◆ **Excerpt**:
Thursday, October 24, 2013

On Jehovah's Witnesses

We've got lots to learn from the Jehovah's Witnesses. One important thing we can learn is how easy it is to be sincerely wrong, and then misinterpret utterly obvious evidence in the light of your initial wrong conclusions.

JWs believe that God should usually be referred to as "Jehovah". This despite the fact it's a combination of a dodgy transliteration of the consonants of one Hebrew word ("YHWH" = God's name in Hebrew) into English via Latin combined with the vowels of another Hebrew word ("Adonay" = Lord). They also claim that Jesus wasn't God. This leads them into significant problems when it comes to the New Testament, for the following reasons:

  • Jesus almost always addresses God as "Father". He never addresses God as "Jehovah". When he teaches his disciples to pray, he teaches them to say "Our Father".
  • The New Testament was written in Greek; the Old Testament was written in Hebrew. YHWH, which is what "Jehovah" is trying to represent, is a Hebrew word. Greek doesn't have an H or a W, and it doesn't really have a Y either, or a J or V for that matter. Hence it would be kind of tricky to say either YHWH or Jehovah if you only spoke Greek.

◆ **Your objective**: Copy everything from "We've got lots" down to "initial wrong conclusions." in the post on Jehovah's Witnesses, but change "sincerely wrong" to "honestly mistaken". Rely on the text by itself, with nothing from outside it.

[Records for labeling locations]

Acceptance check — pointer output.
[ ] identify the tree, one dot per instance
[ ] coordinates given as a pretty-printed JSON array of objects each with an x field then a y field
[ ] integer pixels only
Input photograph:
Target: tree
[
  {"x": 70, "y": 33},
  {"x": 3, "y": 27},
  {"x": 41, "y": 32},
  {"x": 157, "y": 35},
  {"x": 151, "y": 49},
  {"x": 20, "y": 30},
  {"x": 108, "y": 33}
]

◆ **Full answer**:
We've got lots to learn from the Jehovah's Witnesses. One important thing we can learn is how easy it is to be honestly mistaken, and then misinterpret utterly obvious evidence in the light of your initial wrong conclusions.